◆ **Written problem**
Gather every line from the rows below that contains the string "dress", and copy each such line without changes.

Extracted records:
━━━━━━━━

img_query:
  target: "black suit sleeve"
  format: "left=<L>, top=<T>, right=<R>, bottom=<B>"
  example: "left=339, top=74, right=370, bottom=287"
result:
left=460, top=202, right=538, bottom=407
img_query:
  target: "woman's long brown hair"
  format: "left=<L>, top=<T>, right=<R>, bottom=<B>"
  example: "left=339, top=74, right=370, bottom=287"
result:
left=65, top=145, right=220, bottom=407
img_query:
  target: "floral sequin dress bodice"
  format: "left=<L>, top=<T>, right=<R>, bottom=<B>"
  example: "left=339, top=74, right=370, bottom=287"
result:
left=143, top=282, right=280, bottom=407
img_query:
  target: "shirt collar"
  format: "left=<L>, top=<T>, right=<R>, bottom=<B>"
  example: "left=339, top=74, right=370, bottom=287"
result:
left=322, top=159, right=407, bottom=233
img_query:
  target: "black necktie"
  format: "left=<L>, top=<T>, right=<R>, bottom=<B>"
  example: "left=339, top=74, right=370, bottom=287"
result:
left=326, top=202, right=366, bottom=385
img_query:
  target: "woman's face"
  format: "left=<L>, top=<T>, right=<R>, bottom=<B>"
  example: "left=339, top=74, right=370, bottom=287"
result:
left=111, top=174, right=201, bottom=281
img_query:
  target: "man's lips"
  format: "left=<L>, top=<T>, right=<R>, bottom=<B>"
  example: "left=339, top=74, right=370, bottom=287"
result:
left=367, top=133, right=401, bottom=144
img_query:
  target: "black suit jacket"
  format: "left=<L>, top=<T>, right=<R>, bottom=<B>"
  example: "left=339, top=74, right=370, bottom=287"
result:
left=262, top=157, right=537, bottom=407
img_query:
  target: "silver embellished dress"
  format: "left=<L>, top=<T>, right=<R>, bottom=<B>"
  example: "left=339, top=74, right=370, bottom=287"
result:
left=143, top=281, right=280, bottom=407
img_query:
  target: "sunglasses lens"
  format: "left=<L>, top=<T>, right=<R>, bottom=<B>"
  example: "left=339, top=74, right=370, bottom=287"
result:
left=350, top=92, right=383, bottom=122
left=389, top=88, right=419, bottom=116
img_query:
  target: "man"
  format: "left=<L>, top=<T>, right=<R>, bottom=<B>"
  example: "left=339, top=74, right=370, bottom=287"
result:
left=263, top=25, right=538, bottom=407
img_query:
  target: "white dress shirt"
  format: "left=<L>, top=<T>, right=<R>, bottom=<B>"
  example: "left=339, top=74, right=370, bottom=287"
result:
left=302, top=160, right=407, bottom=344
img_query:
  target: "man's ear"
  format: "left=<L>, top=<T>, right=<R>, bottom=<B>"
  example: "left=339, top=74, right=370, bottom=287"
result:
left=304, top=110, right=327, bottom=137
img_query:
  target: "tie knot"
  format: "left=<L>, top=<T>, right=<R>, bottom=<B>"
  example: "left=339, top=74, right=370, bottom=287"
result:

━━━━━━━━

◆ **Written answer**
  target: "floral sequin dress bodice"
  target: "silver embellished dress"
  target: "white dress shirt"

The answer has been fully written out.